### Entries shown
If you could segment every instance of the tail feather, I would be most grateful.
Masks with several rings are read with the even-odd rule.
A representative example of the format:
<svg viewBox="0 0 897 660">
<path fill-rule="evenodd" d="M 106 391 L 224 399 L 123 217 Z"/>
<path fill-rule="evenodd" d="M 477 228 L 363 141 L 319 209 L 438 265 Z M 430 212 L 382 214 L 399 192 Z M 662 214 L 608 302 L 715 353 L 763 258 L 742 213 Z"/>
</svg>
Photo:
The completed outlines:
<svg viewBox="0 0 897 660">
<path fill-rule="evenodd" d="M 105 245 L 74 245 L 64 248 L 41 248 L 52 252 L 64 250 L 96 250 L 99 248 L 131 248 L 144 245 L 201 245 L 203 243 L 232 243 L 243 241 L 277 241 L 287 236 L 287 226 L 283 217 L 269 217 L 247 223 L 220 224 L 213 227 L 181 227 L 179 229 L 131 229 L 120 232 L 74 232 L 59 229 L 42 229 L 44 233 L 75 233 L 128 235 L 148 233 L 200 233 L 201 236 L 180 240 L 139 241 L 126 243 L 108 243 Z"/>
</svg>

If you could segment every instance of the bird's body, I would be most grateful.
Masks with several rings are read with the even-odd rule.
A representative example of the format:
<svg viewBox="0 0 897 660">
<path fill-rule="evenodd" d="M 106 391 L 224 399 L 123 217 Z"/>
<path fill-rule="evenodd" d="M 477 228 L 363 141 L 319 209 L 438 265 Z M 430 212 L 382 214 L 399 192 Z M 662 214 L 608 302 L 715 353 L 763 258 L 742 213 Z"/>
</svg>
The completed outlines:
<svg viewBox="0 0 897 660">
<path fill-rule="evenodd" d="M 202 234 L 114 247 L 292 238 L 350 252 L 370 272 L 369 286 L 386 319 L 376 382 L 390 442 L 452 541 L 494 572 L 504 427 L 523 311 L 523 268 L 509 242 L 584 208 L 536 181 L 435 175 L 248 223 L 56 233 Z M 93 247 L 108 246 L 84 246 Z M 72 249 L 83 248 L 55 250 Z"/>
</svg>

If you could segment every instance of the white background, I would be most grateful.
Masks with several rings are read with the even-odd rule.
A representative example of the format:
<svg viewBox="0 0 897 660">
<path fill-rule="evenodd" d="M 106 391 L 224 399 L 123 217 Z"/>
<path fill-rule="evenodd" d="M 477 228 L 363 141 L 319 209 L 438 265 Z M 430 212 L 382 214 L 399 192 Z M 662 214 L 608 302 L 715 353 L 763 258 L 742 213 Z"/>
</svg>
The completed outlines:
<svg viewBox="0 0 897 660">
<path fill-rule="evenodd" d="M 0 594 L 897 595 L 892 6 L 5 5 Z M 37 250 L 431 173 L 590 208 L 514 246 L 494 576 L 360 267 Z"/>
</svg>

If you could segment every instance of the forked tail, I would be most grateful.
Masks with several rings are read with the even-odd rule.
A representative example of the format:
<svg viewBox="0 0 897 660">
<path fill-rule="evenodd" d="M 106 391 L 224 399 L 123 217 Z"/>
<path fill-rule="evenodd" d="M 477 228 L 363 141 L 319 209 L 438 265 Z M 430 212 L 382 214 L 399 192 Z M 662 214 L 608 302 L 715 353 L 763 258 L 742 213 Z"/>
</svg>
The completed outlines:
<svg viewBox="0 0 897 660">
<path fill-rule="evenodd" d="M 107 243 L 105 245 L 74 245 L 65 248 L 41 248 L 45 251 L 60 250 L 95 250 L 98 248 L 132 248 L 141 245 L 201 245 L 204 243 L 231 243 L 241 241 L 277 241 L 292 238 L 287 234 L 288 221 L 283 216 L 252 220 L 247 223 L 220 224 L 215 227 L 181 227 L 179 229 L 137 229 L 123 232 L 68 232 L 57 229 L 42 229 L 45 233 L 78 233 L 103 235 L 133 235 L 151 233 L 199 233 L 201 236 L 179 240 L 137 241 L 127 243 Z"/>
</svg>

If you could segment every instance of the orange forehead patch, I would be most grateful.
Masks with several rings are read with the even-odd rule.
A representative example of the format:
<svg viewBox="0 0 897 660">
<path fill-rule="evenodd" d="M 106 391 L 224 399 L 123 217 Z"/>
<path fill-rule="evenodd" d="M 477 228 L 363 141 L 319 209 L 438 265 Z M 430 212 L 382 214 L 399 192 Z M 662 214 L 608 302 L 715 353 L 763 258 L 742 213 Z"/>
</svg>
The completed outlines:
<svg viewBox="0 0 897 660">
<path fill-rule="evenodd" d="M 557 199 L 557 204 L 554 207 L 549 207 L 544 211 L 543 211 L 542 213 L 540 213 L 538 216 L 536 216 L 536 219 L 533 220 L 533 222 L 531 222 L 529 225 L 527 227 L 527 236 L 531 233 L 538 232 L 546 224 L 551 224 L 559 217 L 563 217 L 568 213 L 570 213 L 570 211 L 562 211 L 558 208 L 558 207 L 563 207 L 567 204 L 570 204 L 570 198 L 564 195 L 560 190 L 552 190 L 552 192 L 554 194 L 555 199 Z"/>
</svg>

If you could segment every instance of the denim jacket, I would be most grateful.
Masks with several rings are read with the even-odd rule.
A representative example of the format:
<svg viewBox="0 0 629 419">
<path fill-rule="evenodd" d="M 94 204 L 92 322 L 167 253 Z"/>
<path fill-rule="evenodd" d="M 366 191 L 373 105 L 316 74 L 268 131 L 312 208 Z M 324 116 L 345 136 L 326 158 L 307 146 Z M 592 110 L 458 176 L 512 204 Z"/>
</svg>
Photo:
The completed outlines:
######
* [What you will do]:
Update the data above by replacing each "representative example" with "sample" and leaving everything else unchanged.

* [Full response]:
If you could segment every instance of the tail feather, I would be most grateful.
Masks with several rings are read with the even-odd rule.
A sample of the format:
<svg viewBox="0 0 897 660">
<path fill-rule="evenodd" d="M 106 391 L 224 399 L 123 217 Z"/>
<path fill-rule="evenodd" d="M 477 228 L 363 141 L 319 209 L 438 265 Z M 430 212 L 382 214 L 399 192 Z M 662 214 L 608 302 L 715 353 L 763 258 L 742 213 Z"/>
</svg>
Photo:
The completed outlines:
<svg viewBox="0 0 897 660">
<path fill-rule="evenodd" d="M 105 245 L 74 245 L 64 248 L 41 248 L 52 252 L 64 250 L 96 250 L 99 248 L 131 248 L 144 245 L 201 245 L 203 243 L 232 243 L 243 241 L 277 241 L 287 236 L 287 226 L 283 217 L 269 217 L 247 223 L 220 224 L 213 227 L 181 227 L 179 229 L 131 229 L 120 232 L 74 232 L 59 229 L 42 229 L 44 233 L 75 233 L 128 235 L 148 233 L 200 233 L 201 236 L 180 240 L 139 241 L 126 243 L 108 243 Z"/>
</svg>

If you could segment every instance of the bird's body, I would be most grateful.
Masks with several rings are read with the even-odd rule.
A sample of the format:
<svg viewBox="0 0 897 660">
<path fill-rule="evenodd" d="M 106 391 L 224 399 L 123 217 Z"/>
<path fill-rule="evenodd" d="M 477 228 L 363 141 L 319 209 L 438 265 Z M 430 212 L 382 214 L 399 192 Z M 662 214 L 608 302 L 715 353 L 763 258 L 742 213 Z"/>
</svg>
The completed outlines:
<svg viewBox="0 0 897 660">
<path fill-rule="evenodd" d="M 202 234 L 114 247 L 292 238 L 350 252 L 370 272 L 369 286 L 386 319 L 376 382 L 390 442 L 452 541 L 494 572 L 504 427 L 523 311 L 523 268 L 509 242 L 584 208 L 536 181 L 435 175 L 248 223 L 56 233 Z M 93 247 L 108 246 L 84 246 Z M 72 249 L 83 248 L 55 250 Z"/>
</svg>

If you could segment every instance of the white background, I would be most grateful.
Masks with several rings are read with the even-odd rule.
A sample of the format:
<svg viewBox="0 0 897 660">
<path fill-rule="evenodd" d="M 106 391 L 224 399 L 123 217 Z"/>
<path fill-rule="evenodd" d="M 477 228 L 363 141 L 319 209 L 438 265 Z M 430 212 L 382 214 L 399 192 Z M 662 214 L 608 302 L 715 353 L 763 258 L 742 213 Z"/>
</svg>
The completed outlines:
<svg viewBox="0 0 897 660">
<path fill-rule="evenodd" d="M 0 594 L 897 595 L 892 6 L 5 5 Z M 37 250 L 431 173 L 590 208 L 514 246 L 494 576 L 360 267 Z"/>
</svg>

If you could segment every instance of the forked tail, I would be most grateful.
Masks with several rings are read with the even-odd rule.
A sample of the format:
<svg viewBox="0 0 897 660">
<path fill-rule="evenodd" d="M 106 391 L 224 399 L 123 217 Z"/>
<path fill-rule="evenodd" d="M 477 228 L 363 141 L 319 209 L 438 265 Z M 430 212 L 382 214 L 399 192 Z M 662 214 L 608 302 L 715 353 L 763 258 L 742 213 Z"/>
</svg>
The completed outlines:
<svg viewBox="0 0 897 660">
<path fill-rule="evenodd" d="M 107 243 L 105 245 L 74 245 L 65 248 L 41 248 L 45 251 L 60 250 L 95 250 L 98 248 L 132 248 L 141 245 L 201 245 L 204 243 L 231 243 L 241 241 L 277 241 L 292 238 L 287 234 L 288 221 L 283 216 L 252 220 L 247 223 L 220 224 L 215 227 L 181 227 L 179 229 L 137 229 L 123 232 L 68 232 L 57 229 L 42 229 L 45 233 L 78 233 L 103 235 L 133 235 L 151 233 L 199 233 L 201 236 L 179 240 L 137 241 L 127 243 Z"/>
</svg>

If you could segment every instance of the orange forehead patch, I would be most grateful.
Masks with several rings are read with the even-odd rule.
A sample of the format:
<svg viewBox="0 0 897 660">
<path fill-rule="evenodd" d="M 106 391 L 224 399 L 123 217 Z"/>
<path fill-rule="evenodd" d="M 477 228 L 363 141 L 319 209 L 438 265 Z M 430 212 L 382 214 L 399 192 Z M 662 214 L 608 302 L 715 353 L 763 258 L 742 213 Z"/>
</svg>
The completed outlines:
<svg viewBox="0 0 897 660">
<path fill-rule="evenodd" d="M 557 199 L 557 204 L 554 207 L 549 207 L 544 211 L 543 211 L 542 213 L 540 213 L 538 216 L 536 216 L 536 219 L 533 220 L 533 222 L 531 222 L 529 225 L 527 227 L 527 236 L 531 233 L 538 232 L 546 224 L 551 224 L 559 217 L 563 217 L 568 213 L 570 213 L 570 211 L 562 211 L 558 208 L 558 207 L 563 207 L 567 204 L 570 204 L 570 198 L 564 195 L 560 190 L 552 190 L 552 192 L 554 194 L 555 199 Z"/>
</svg>

If you could segment every instance of the denim jacket, I would be most grateful.
Masks with several rings are read with the even-odd rule.
A sample of the format:
<svg viewBox="0 0 629 419">
<path fill-rule="evenodd" d="M 94 204 L 92 322 L 167 253 Z"/>
<path fill-rule="evenodd" d="M 366 191 L 373 105 L 316 74 L 268 131 L 312 208 Z M 324 116 L 345 136 L 326 158 L 307 146 Z M 592 110 L 458 176 L 512 204 Z"/>
</svg>
Photo:
The completed outlines:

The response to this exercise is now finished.